BREVE ESERCIZIO 1:
Quali righe delle voci riportate più sotto contengono la stringa "hind"? Trovale e copiale per intero.

TESTO FORNITO:
^^^^^^^^^^^^^^^^
Alcune incerte iniziative nazionali

Il tema dell’origine dei prodotti alimentari si è dunque imposto all’attenzione del legislatore europeo, che in anni recenti è intervenuto con crescente frequenza e intensità sui regimi disciplinari esistenti, in riferimento sia a specifiche filiere produttive, sia al generale sistema delle regole di comunicazione con il consumatore; tant’è che la Commissione europea da ultimo ha avvertito l’esigenza di aprire un ampio confronto sullo stesso concetto di qualità nei prodotti agroalimentari1.
A questo quadro comunitario, complesso, articolato ed attraversato da linee evolutive significative, fa da contraltare l’incerto sovrapporsi di ripetute iniziative legislative nazionali, ancora lungi dal trovare una dimensione sistematica coerente.
Il sovrapporsi di regole, infatti, ha finito per produrre situazioni di ulteriore e più acuta incertezza, determinando un quadro di dissonanze, piuttosto che la ricomposizione della disciplina in ragione di principi e valori condivisi. Esemplare dell’inadeguatezza di risposte additive e non sistematiche, è l’insuccesso di una serie ripetuta di provvedimenti legislativi, che pure erano intesi ad introdurre una disciplina di generale applicazione in tema di comunicazione al consumatore dell’origine dei prodotti, non solo agricoli e alimentari.

La legge finanziaria 2004

Nel dicembre 2003, la legge finanziaria 2004 (24 dicembre 2003, n. 350) ha disposto: «L’importazione e l’esportazione a fini di commercializzazione ovvero la commercializzazione di prodotti recanti false o fallaci indicazioni di provenienza costituisce reato ed è punita ai sensi dell’articolo 517 del codice penale», precisando che «Costituisce falsa indicazione la stampigliatura “made in Italy” su prodotti e merci non originari dall’Italia ai sensi della normativa europea sull’origine; costituisce fallace indicazione, anche qualora sia indicata l’origine e la provenienza estera dei prodotti o delle merci, l’uso di segni, figure, o quant’altro possa indurre il consumatore a ritenere che il prodotto o la merce sia di origine italiana», e che «Le fattispecie sono commesse sin dalla presentazione dei prodotti o delle merci in dogana per l’immissione in consumo o in libera pratica e sino alla vendita al dettaglio» (art.4, comma 49, della legge n. 350 del 2003).
^^^^^^^^^^^^^^^^
Una serie di voci:
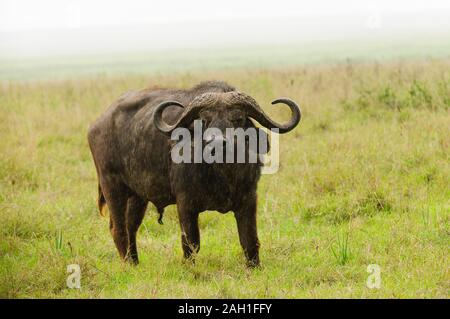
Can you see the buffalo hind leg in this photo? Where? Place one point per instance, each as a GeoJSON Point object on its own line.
{"type": "Point", "coordinates": [135, 214]}
{"type": "Point", "coordinates": [190, 234]}
{"type": "Point", "coordinates": [248, 236]}
{"type": "Point", "coordinates": [116, 196]}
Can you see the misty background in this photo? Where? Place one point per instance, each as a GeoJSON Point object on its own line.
{"type": "Point", "coordinates": [53, 39]}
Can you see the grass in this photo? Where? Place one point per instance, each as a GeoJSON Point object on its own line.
{"type": "Point", "coordinates": [363, 180]}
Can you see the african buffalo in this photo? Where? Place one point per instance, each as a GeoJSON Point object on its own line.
{"type": "Point", "coordinates": [131, 144]}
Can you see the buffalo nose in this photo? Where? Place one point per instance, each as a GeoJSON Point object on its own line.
{"type": "Point", "coordinates": [215, 138]}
^^^^^^^^^^^^^^^^
BREVE ESERCIZIO 2:
Trascrivi il passo del testo sull'origine dei prodotti alimentari compreso tra "Il tema dell’origine" e "nei prodotti agroalimentari1.", estremi inclusi.

SOLUZIONE SCRITTA 1:
Can you see the buffalo hind leg in this photo? Where? Place one point per instance, each as a GeoJSON Point object on its own line.

SOLUZIONE SCRITTA 2:
Il tema dell’origine dei prodotti alimentari si è dunque imposto all’attenzione del legislatore europeo, che in anni recenti è intervenuto con crescente frequenza e intensità sui regimi disciplinari esistenti, in riferimento sia a specifiche filiere produttive, sia al generale sistema delle regole di comunicazione con il consumatore; tant’è che la Commissione europea da ultimo ha avvertito l’esigenza di aprire un ampio confronto sullo stesso concetto di qualità nei prodotti agroalimentari1.